**EXTRACT PROVIDED**
########################################

Note: This piece is a response to an essay by Haviv Rettig Gur, which can be found here

Israel’s current political crisis exemplifies the maxim that hard cases make bad law. This case is desperate. Six months after the coronavirus erupted and nine months after the fiscal year began, Israel still lacks both a functioning contact-tracing system and an approved 2020 budget, mainly because Prime Minister Benjamin Netanyahu is more worried about politics than the domestic problems that Israel now confronts. The government’s failure to perform these basic tasks obviously invites the conclusion that civil servants’ far-reaching powers must not only be preserved, but perhaps even increased.

This would be the wrong conclusion. Bureaucrats, especially when they have great power, are vulnerable to the same ills as elected politicians. But unlike politicians, they are completely unaccountable to the public.

That doesn’t mean Haviv Rettig Gur is wrong to deem them indispensable. They provide institutional memory, flesh out elected officials’ policies, and supply information the politicians may not know and options they may not have considered. Yet the current crisis shows in several ways why they neither can nor should substitute for elected politicians.

########################################

(Referring-expression pointing data)
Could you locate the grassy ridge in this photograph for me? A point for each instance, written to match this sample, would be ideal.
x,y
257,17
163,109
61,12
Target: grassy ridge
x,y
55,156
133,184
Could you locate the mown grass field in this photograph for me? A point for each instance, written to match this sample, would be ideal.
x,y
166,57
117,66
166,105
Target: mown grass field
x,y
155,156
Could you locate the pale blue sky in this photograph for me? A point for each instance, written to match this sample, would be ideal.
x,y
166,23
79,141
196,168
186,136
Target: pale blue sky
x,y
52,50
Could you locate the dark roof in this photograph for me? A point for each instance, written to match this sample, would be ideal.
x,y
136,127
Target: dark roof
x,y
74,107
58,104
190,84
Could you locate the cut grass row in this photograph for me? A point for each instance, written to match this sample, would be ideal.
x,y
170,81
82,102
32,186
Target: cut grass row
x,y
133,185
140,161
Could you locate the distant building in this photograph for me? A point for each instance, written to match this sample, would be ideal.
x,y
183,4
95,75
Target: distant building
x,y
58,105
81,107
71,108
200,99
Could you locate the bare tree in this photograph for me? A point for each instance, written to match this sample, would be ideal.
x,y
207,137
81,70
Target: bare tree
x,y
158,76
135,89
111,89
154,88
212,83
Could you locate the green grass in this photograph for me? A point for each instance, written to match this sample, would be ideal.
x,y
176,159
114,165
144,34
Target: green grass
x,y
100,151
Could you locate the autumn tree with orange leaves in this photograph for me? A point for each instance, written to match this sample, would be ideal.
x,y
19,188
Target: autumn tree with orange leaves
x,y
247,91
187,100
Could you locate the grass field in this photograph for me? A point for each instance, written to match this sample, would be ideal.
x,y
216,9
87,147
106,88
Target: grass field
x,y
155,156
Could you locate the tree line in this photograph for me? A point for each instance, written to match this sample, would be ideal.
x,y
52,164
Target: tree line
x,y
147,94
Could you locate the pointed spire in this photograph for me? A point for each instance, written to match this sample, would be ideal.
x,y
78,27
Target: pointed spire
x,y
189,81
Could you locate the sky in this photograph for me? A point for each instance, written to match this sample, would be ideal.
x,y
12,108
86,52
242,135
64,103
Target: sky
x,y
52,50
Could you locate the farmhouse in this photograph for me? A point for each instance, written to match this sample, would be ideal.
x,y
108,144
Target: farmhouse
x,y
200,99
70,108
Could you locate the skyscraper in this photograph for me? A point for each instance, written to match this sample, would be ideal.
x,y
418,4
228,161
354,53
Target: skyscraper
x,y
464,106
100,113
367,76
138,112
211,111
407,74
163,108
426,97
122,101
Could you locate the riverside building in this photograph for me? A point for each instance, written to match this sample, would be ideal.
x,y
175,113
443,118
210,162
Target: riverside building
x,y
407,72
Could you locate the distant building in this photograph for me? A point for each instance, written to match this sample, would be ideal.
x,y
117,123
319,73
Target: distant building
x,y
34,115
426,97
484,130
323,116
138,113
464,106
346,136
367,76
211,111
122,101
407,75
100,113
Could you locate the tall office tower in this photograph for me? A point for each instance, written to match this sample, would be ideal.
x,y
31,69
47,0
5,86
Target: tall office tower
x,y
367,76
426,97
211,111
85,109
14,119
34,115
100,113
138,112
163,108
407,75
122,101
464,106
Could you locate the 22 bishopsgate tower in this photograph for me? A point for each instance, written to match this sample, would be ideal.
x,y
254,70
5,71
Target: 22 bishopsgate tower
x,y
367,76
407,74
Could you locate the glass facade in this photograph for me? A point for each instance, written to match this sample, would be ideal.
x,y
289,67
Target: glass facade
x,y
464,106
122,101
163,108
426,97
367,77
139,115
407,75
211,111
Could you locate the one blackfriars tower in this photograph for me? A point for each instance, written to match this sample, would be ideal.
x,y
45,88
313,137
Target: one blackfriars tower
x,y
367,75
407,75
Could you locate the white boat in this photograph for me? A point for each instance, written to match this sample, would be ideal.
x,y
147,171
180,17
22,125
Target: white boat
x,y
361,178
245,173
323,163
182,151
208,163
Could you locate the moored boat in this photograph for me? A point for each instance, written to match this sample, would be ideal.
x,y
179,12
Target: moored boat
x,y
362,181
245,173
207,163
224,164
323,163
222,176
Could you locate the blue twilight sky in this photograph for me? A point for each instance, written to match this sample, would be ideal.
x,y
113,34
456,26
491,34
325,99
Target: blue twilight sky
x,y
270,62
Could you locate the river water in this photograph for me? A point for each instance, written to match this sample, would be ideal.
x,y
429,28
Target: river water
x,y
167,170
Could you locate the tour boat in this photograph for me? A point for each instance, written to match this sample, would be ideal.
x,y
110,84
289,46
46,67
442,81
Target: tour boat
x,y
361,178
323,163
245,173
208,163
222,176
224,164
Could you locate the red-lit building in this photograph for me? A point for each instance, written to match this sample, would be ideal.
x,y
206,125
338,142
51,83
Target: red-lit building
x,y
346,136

########################################

**STUDY QUESTIONS**
[A] Using the passage on Israel's political crisis, rewrite the paragraph beginning "That doesn't mean Haviv Rettig Gur is wrong" as a short bulleted list that keeps its main points.
[B] Answer these questions from the passage on Israel's political crisis.
(i) Which two things does Israel still lack, according to the paragraph on the current crisis?
(ii) How do bureaucrats differ from politicians in their relationship to the public?
(iii) What is the first thing bureaucrats provide, according to the final paragraph?

**RESPONSES BY ITEM NUMBER**
[A]
- Haviv Rettig Gur is not wrong to consider bureaucrats indispensable.
- They provide institutional memory.
- They flesh out elected officials' policies.
- They supply information politicians may not know and options they may not have considered.
- Still, the current crisis shows why they neither can nor should substitute for elected politicians.

[B]
(i) A functioning contact-tracing system and an approved 2020 budget.
(ii) Unlike politicians, bureaucrats are completely unaccountable to the public.
(iii) Institutional memory.